DOCUMENT PASSAGE —
%%

# MES 40 electric smoking Ribs today.  Water or not?



## cxthree (Nov 20, 2010)

I am breaking in my MES 40 electric smoker to day.  I have ribs in it and they are smelling great.  :)

I have a question on the water bowl.  Do you guys always use the water bowl when smoking or only on certain types of things?  I began smoking on my grill years ago with a smoker box add on.  i never used water becasue I did not know better, I guess.  With the last smoker and this new MES 40, I have just used the water bowl almost all the time. I am just wondering if thats the best way to do it or not. 

Any advice is appreciated.  Thanks.


----------



## eman (Nov 20, 2010)

Use the water bowl ! It not only creates a moist smoke inviroment but it also acts as a heat shield for the meat above it.

 I have smoked a few things w/o the pan and it doesn't come out near as good .


----------



## tjohnson (Nov 20, 2010)

Using the water pan is a personal preference.  Just as Eman swears by it, I don;t use it.  I think you'll find both opinions for and against using it.  For ribs, I smoke for 3 hours, add moisture and wrap for 2 hours, and finish up by unwrapping the ribs and either finish in my smoker for another hour, or on the grill for 15 minutes or so.  This works for me, but may not for others.

Now, for long smokes like brisket or pork butt, I fill a disposable pan with some water and let the juices from the meat drip into the same pan.the water pan.  Again, personal preference.

Some guys fill the water pan with sand adn use it for a heat sink.

Make sure you wrap your water pan and lower drip pan with foil!!!  Much easier clean up!

Enjoy!

Todd


----------



## cxthree (Nov 20, 2010)

%%

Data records
%%

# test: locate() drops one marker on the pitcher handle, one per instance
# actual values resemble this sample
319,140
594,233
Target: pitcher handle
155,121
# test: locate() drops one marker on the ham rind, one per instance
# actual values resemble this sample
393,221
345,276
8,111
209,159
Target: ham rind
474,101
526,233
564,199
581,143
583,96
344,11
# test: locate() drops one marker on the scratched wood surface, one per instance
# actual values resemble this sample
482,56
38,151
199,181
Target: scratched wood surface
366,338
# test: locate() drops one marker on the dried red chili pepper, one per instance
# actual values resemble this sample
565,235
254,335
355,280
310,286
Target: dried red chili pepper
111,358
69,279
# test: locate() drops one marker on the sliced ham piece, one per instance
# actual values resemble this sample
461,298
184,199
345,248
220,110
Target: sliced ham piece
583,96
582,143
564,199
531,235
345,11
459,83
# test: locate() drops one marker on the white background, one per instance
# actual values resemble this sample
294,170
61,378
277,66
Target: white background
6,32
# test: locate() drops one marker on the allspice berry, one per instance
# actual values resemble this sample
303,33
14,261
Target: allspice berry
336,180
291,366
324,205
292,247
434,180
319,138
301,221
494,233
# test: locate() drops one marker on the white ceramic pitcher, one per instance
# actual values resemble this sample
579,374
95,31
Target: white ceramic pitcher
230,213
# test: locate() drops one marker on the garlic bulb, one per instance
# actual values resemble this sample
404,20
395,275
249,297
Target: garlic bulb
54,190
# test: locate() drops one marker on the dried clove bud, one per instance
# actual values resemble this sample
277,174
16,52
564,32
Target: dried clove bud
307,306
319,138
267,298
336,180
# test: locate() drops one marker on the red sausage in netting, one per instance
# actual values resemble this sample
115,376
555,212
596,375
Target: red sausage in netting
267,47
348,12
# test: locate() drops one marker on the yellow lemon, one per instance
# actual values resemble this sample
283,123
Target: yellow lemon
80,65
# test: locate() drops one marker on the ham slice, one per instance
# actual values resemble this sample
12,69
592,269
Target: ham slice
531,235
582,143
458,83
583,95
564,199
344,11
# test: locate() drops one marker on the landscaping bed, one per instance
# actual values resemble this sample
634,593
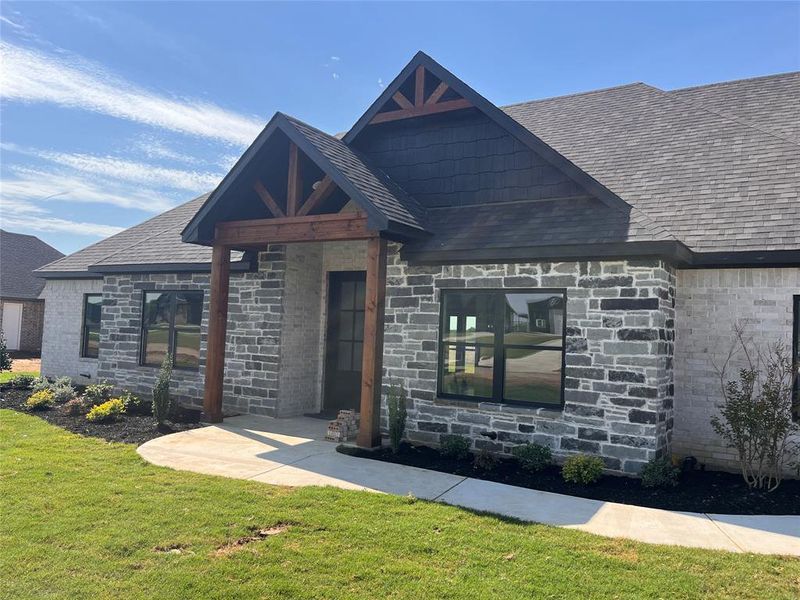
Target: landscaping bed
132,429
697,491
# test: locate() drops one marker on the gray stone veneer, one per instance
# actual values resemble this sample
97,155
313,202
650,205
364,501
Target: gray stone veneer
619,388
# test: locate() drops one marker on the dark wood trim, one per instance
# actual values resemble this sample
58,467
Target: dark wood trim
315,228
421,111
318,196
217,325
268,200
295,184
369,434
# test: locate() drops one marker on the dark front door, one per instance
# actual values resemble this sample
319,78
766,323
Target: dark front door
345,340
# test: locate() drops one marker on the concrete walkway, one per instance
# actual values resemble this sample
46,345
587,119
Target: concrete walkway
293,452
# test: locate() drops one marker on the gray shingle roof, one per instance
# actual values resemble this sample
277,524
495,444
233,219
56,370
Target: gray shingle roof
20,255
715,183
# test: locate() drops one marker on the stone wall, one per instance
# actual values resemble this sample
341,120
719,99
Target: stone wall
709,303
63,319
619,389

%%

WHAT THE TASK REQUIRES — Can you finish out the next part of the water-bowl thread, picking up from where it stops? The data is separate material, apart from the water-bowl thread.

RESPONSE TO THE EXERCISE —
Thank you both.  I am use to no water and I think I liked the ribs better using that method.  I am still learning this smoker though.  My ribs turned out good, but not as good as I use to make.  I think I may try no water next time.  WHen I use to use my grill, I would grill them with indirect heat and a smoker box.  I would keep the heat low for about 3 hours then sauce them really good and hit them with high heat to singe the sauce a bit.  They would be a little crispy on the outside but very tender.  The ones today were good and fairly tender.  Just not as good as what I use to make.  Like I said, I am still learning this smoker so that could be part of it for sure. 

Enjoying the MES.


----------



## eman (Nov 20, 2010)

TJ is right. It's all in the cook.

 if you are used to having a lil bark on your ribs you won't get that w/ the water in the pan. The steam is what makes everything so moist and fall off the bone. Not using the pan will allow the meat to form a good bark.


----------



## chillicothe (Nov 20, 2010)

I used a the water pan but made up a mixture of vinegar and apple juice in there and smoked my ribs today for roughly 6 hours.  Put the sauce on there after four and half hours or so and then wrapped them up in foil for 45 minutes and shut the vents to keep them warm till we were ready to eat.  Had a nice bark fell off the bone.  They were truly a thing of beauty


----------



## chillicothe (Nov 20, 2010)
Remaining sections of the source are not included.